PASSAGE:

══════════

Professor John E. Moses has developed a shape-shifting antibiotic using click chemistry, combining vancomycin with bullvalene—a molecule with over a million configurations—to create a more effective drug that bacteria did not develop resistance to, potentially revolutionizing the fight against drug-resistant infections.
Antibiotic resistance is a major public health threat, ranked as one of the top 10 by the World Health Organization. Every year, in the United States alone, nearly 3 million people are infected by drug-resistant bacteria and fungi, resulting in the death of around 35,000. While antibiotics are crucial in treating infections, overuse has led to the development of antibiotic-resistant strains of bacteria. These infections pose a significant challenge to treatment.
Now, Professor John E. Moses of Cold Spring Harbor Laboratory (CSHL) has developed a new weapon to combat drug-resistant superbugs – an innovative antibiotic that has the ability to shape-shift by rearranging its atoms.
Moses came up with the idea of shape-shifting antibiotics while observing tanks in military training exercises. With rotating turrets and nimble movements, the tanks could respond quickly to possible threats.
A few years later, Moses learned of a molecule called bullvalene. Bullvalene is a fluxional molecule, meaning its atoms can swap positions. This gives it a changing shape with over a million possible configurations—exactly the fluidity Moses was looking for.
The chemical structure of the new antibiotic was designed by Moses and synthetically assembled by his lab. Dr. Thomas Fallon, Moses’ collaborator at the University of Newcastle, Australia, provided the shape-shifting bullvalene core. Moses says one commenter called the study “probably the ‘coolest’ and most complex natural product derivative paper I’ve come across.” Credit: Moses Lab/Cold Spring Harbor Laboratory
Several bacteria, including MRSA, VRSA, and VRE, have developed resistance to a potent antibiotic called vancomycin, used to treat everything from skin infections to meningitis. Moses thought he could improve the drug’s bacteria-fighting performance by combining it with bullvalene.
He turned to click chemistry, a Nobel Prize–winning class of fast, high-yielding chemical reactions that “click” molecules together reliably. This makes the reactions more efficient for wide-scale use.
“Click chemistry is great,” says Moses, who studied this revolutionary development under two-time Nobel laureate K. Barry Sharpless. “It gives you certainty and the best chance you’ve got of making complex things.”

══════════

AVAILABLE DATA:
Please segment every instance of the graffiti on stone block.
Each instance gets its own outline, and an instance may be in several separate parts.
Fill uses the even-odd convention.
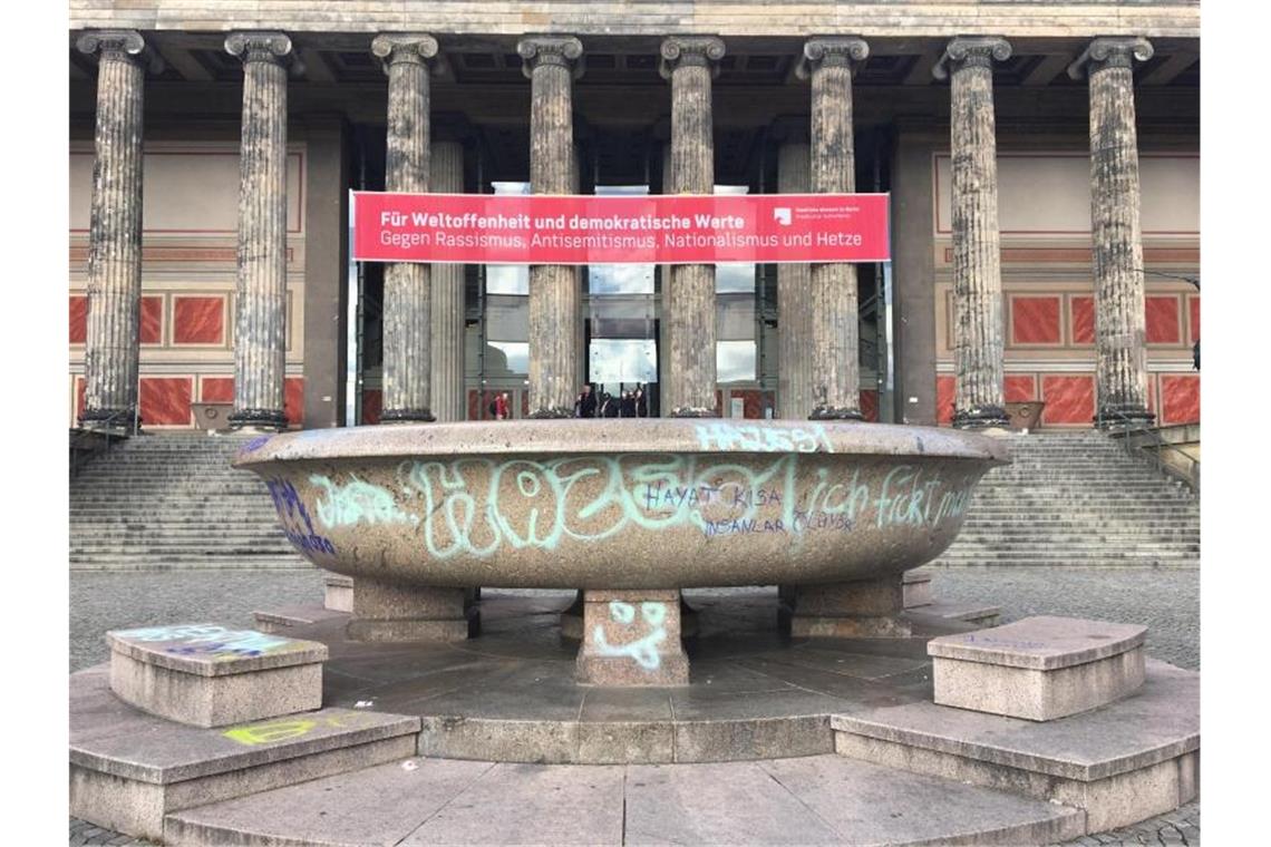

══════════

ASSIGNMENT 1: In one to three sentences, explain why bullvalene suited what Moses wanted, based on the article about the shape-shifting antibiotic.
ASSIGNMENT 2: Please translate this sentence from the article about the shape-shifting antibiotic into Spanish: "Bullvalene is a fluxional molecule, meaning its atoms can swap positions."
ASSIGNMENT 3: Carry on the article about the shape-shifting antibiotic from its last sentence.
The data plays no part in what follows.

EXPECTED OUTPUT 1: Bullvalene is a fluxional molecule whose atoms can swap positions. That gives it a changing shape with over a million possible configurations, which was the fluidity Moses was looking for.

EXPECTED OUTPUT 2: El bulvaleno es una molécula fluxional, lo que significa que sus átomos pueden intercambiar posiciones.

EXPECTED OUTPUT 3:
Using this technique, Moses and his colleagues created a new antibiotic with two vancomycin “warheads” and a fluctuating bullvalene center.
Moses tested the new drug in collaboration with Dr. Tatiana Soares da-Costa (University of Adelaide). The researchers gave the drug to VRE-infected wax moth larvae, which are commonly used to test antibiotics. They found the shape-shifting antibiotic significantly more effective than vancomycin at clearing the deadly infection. Additionally, the bacteria didn’t develop resistance to the new antibiotic.
Researchers can use click chemistry with shape-shifting antibiotics to create a multitude of new drugs, Moses explains. Such weapons against infection may even be key to our species’ survival and evolution.
“If we can invent molecules that mean the difference between life and death,” he says, “that’d be the greatest achievement ever.”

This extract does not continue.